#### Records for this task ####

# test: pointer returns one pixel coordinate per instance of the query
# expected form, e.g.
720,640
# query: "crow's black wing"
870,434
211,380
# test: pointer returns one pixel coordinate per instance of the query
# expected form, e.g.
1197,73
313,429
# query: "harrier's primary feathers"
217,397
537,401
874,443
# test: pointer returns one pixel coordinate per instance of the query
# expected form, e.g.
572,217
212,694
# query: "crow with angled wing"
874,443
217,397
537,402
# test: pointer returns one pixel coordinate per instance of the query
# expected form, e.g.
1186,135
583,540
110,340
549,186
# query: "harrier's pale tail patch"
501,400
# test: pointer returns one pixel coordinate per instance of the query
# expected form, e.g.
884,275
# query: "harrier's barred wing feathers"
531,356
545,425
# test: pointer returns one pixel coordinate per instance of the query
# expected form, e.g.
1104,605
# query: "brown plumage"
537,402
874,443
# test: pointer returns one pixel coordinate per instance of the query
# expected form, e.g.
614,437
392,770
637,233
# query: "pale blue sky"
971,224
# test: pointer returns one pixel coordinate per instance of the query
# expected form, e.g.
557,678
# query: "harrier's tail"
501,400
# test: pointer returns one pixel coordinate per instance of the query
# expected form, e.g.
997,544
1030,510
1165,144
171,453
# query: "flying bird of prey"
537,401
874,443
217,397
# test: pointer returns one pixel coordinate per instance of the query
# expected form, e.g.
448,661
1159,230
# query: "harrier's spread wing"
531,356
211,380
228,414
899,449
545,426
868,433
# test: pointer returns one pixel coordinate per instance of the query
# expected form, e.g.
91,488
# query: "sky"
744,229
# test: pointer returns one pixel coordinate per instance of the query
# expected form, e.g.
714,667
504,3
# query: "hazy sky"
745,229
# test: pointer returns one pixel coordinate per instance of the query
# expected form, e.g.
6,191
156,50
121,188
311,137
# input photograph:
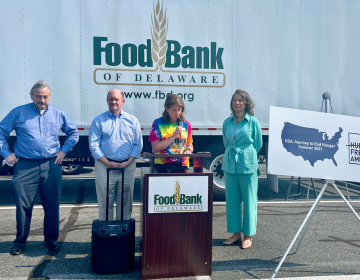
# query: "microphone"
178,121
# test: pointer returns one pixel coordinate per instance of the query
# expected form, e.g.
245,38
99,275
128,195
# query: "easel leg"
347,191
288,192
308,223
307,195
298,232
312,182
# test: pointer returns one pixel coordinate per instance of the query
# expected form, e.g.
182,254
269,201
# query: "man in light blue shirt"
37,160
115,140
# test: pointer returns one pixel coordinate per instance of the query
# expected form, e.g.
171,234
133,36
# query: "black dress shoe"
16,250
54,246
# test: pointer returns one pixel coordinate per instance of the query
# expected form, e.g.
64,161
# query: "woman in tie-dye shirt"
165,133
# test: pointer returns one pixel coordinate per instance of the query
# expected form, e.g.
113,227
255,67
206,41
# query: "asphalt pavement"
330,249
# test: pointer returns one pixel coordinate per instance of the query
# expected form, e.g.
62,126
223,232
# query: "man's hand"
127,163
59,157
12,159
112,164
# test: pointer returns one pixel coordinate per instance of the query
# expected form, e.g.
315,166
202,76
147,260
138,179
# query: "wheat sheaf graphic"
177,192
159,29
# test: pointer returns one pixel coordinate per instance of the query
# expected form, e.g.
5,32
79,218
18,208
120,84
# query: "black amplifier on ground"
113,242
113,246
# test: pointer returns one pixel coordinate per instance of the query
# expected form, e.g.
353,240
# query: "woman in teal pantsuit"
243,140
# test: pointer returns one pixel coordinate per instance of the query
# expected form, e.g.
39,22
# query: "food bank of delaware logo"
177,202
160,57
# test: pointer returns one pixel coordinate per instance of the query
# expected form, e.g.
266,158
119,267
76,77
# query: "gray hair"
121,92
249,104
39,84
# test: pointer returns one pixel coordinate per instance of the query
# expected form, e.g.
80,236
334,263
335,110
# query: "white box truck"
283,52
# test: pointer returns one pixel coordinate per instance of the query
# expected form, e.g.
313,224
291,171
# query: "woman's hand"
177,132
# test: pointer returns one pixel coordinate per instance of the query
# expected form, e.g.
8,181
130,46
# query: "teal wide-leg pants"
241,188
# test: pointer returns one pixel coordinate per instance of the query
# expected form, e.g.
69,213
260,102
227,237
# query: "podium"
176,219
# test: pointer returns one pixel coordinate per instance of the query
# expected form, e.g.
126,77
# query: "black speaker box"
113,246
113,242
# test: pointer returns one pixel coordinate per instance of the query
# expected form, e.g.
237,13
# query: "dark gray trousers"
29,176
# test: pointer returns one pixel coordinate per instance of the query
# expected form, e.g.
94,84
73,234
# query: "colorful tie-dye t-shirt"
162,130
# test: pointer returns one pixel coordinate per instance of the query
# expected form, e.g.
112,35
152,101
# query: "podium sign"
178,194
313,144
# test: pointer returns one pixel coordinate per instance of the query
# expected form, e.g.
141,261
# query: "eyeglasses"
239,101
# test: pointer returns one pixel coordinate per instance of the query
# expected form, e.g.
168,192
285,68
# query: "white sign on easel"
314,145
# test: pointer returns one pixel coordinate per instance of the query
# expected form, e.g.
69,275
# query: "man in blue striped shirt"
115,140
37,160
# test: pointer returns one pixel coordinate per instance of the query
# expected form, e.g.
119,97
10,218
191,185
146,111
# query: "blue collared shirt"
242,143
115,137
37,135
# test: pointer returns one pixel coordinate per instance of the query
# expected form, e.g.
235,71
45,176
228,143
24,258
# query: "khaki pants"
114,191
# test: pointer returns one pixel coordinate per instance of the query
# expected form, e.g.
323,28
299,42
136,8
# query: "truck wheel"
214,164
261,158
71,169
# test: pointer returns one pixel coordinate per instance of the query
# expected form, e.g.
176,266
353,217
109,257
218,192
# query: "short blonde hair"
173,99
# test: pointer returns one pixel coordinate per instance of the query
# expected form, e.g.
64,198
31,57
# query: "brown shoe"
233,239
247,242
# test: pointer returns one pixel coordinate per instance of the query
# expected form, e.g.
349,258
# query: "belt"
117,161
33,159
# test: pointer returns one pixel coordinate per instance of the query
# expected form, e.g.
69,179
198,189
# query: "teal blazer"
241,148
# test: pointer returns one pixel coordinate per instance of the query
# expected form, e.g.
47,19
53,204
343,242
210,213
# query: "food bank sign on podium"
313,144
176,220
178,194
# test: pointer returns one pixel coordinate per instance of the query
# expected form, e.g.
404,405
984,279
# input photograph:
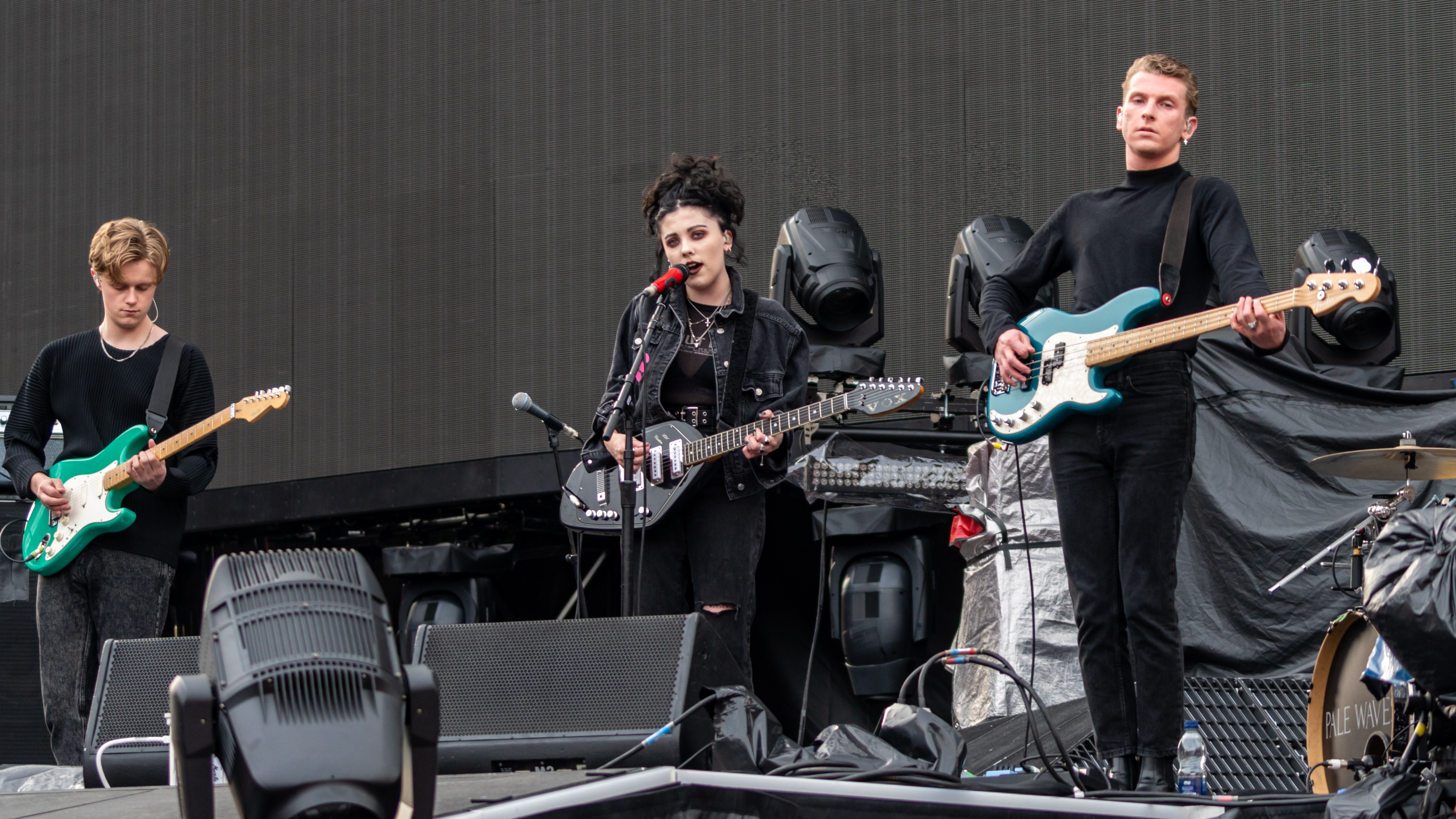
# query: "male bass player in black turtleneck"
1122,477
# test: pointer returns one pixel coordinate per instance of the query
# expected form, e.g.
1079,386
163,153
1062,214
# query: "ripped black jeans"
705,554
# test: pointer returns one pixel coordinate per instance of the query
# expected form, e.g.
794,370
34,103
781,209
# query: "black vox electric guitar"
676,454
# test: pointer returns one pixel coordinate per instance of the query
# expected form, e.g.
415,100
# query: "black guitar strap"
162,388
739,358
1174,241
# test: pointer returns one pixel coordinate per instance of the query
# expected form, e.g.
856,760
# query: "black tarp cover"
1256,509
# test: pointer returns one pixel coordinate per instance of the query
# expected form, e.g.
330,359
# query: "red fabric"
964,527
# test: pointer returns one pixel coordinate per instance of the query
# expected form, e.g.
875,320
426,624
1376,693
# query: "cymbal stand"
1381,511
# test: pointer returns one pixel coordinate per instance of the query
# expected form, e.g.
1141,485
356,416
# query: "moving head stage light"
983,248
302,696
823,257
1366,333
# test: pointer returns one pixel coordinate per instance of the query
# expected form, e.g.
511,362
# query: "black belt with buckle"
700,418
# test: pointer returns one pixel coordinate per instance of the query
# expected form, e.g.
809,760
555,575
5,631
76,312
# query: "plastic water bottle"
1193,761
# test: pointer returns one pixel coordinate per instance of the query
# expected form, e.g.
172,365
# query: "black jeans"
102,595
1120,489
705,554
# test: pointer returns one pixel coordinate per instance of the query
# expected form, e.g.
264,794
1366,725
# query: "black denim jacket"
775,378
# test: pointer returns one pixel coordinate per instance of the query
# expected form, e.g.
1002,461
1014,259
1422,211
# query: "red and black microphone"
673,277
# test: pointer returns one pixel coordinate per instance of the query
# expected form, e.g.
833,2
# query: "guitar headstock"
260,403
1324,292
879,397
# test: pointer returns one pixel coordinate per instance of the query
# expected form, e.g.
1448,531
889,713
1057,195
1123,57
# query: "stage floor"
662,792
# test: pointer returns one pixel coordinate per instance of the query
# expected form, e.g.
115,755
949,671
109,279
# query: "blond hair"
124,241
1170,68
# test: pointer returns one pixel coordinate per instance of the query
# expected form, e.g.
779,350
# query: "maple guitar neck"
117,477
1126,345
737,438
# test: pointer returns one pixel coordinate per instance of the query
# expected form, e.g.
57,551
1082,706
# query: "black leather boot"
1123,773
1158,774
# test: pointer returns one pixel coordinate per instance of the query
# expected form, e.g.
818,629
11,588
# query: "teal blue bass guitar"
1074,352
95,486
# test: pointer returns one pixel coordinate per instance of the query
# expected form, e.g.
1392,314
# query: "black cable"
916,773
2,546
819,613
696,754
791,767
669,728
1031,579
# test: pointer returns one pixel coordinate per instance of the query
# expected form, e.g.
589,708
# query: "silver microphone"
525,404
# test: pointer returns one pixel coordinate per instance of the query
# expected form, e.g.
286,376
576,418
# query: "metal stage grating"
1254,731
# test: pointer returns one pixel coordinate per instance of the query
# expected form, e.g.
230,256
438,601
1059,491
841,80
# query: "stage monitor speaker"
573,694
130,702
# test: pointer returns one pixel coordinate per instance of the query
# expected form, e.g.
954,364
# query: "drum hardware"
1378,512
1400,462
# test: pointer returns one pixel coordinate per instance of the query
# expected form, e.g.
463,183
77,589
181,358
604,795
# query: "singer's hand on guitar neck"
618,445
1012,353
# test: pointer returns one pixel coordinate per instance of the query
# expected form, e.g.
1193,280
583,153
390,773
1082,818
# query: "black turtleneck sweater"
1113,241
97,400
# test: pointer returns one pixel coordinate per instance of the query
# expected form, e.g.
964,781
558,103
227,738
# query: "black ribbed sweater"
97,400
1113,241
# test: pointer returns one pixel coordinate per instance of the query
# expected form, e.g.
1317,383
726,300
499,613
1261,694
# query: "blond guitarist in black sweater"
98,384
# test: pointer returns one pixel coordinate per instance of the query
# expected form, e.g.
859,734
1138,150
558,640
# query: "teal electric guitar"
97,484
1075,350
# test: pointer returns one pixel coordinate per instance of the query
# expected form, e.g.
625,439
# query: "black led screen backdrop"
413,210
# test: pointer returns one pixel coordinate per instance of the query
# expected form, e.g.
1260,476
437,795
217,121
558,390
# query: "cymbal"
1427,464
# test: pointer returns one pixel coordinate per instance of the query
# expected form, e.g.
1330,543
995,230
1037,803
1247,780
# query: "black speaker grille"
134,685
255,569
302,592
309,633
548,677
1254,731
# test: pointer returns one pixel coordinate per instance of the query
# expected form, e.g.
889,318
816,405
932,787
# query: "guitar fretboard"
1117,347
737,438
117,477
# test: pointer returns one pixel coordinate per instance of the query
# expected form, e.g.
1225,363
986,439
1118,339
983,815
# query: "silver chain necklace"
695,341
133,353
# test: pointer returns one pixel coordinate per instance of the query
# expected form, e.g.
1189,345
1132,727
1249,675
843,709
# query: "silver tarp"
996,610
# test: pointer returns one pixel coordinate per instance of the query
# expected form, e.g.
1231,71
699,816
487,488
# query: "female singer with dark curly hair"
704,554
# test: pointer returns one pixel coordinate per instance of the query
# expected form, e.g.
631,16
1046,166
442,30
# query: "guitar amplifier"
130,702
573,694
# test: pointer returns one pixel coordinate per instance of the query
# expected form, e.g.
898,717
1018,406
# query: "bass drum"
1346,722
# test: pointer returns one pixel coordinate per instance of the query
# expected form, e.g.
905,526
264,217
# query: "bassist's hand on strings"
146,470
616,445
761,442
50,492
1254,323
1012,353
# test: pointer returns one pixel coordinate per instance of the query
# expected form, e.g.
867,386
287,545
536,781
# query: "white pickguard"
88,506
1071,384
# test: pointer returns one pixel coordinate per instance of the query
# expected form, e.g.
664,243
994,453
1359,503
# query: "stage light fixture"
1363,333
983,248
825,260
302,696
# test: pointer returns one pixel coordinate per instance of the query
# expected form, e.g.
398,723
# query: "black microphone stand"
622,416
574,538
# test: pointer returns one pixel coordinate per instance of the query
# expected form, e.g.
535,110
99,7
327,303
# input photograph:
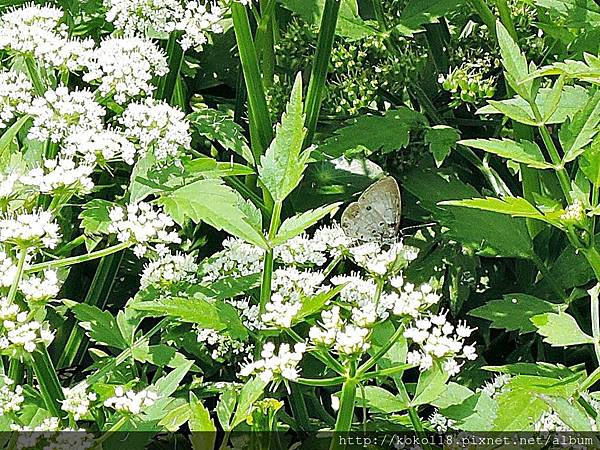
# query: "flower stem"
261,129
78,259
12,293
343,423
320,67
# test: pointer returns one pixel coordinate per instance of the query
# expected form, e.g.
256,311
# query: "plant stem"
166,84
261,129
320,67
97,293
343,422
78,259
34,75
12,293
50,387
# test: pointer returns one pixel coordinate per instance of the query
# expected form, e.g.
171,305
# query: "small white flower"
157,127
125,67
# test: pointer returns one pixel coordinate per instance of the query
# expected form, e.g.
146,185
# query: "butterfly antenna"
417,227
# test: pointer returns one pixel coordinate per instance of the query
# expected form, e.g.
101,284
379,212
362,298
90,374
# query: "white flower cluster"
35,31
16,92
272,366
290,288
439,340
77,401
347,339
60,113
302,250
36,288
237,259
169,268
11,397
156,126
36,229
130,402
99,146
60,174
195,19
221,344
19,332
125,67
380,261
143,224
8,270
411,300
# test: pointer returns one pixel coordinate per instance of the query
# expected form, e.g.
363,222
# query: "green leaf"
100,325
95,217
297,224
219,127
251,391
214,203
510,110
560,330
513,312
513,206
570,102
311,305
380,400
574,135
430,385
202,427
386,133
514,62
518,410
500,236
168,384
454,394
176,417
283,164
523,152
589,163
418,12
441,139
9,135
572,414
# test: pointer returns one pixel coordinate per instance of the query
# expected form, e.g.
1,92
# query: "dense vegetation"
177,249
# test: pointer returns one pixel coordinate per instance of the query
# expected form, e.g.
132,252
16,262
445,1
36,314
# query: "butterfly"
375,217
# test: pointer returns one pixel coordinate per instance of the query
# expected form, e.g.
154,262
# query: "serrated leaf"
385,133
441,139
514,62
418,12
176,417
283,164
523,152
510,110
513,312
570,102
430,385
202,427
574,135
219,127
100,325
215,203
560,330
380,400
572,414
297,224
251,391
513,206
168,384
589,163
95,217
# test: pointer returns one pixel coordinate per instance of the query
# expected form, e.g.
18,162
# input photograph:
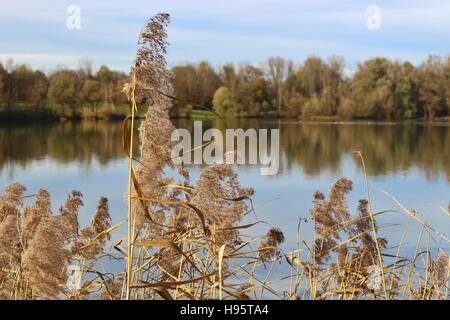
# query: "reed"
187,240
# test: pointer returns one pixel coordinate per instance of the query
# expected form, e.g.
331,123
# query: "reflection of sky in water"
279,200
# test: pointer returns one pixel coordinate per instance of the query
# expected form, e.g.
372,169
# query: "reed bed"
187,240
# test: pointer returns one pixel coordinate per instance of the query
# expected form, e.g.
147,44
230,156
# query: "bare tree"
277,73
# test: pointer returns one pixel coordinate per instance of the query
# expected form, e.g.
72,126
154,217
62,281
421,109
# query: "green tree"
90,94
38,91
224,104
432,91
63,90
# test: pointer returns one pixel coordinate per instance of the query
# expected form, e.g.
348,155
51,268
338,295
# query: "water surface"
409,160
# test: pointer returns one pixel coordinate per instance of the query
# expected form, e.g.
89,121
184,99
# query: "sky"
36,32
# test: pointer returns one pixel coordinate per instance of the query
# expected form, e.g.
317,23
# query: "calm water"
411,161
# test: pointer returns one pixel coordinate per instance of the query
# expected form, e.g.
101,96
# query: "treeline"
63,92
378,89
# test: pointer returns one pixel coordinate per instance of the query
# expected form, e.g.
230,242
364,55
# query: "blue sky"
220,31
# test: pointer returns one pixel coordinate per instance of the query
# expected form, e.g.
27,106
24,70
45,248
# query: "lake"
409,160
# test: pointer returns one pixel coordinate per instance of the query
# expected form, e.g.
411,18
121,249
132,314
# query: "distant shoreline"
46,115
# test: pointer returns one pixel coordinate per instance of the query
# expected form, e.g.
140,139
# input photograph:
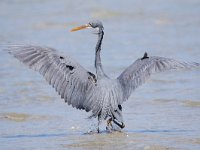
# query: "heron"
92,92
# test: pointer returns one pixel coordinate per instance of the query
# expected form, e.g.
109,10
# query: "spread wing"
69,79
137,73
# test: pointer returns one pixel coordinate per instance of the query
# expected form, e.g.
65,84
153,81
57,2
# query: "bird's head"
92,24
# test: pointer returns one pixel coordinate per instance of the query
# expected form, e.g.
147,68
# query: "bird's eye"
120,107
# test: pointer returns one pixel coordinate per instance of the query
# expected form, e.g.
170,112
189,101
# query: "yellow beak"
81,27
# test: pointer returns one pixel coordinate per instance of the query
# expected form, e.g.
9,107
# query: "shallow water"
162,114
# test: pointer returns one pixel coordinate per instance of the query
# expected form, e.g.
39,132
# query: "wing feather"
137,73
69,79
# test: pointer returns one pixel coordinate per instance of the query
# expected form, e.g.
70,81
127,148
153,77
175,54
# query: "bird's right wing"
70,79
137,73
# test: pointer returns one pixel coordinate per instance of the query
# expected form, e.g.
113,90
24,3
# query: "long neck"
99,70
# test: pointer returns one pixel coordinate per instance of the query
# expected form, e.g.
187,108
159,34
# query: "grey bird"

####

How many lines of the material above contain the string "microphone"? State only the number.

:: Exercise answer ::
4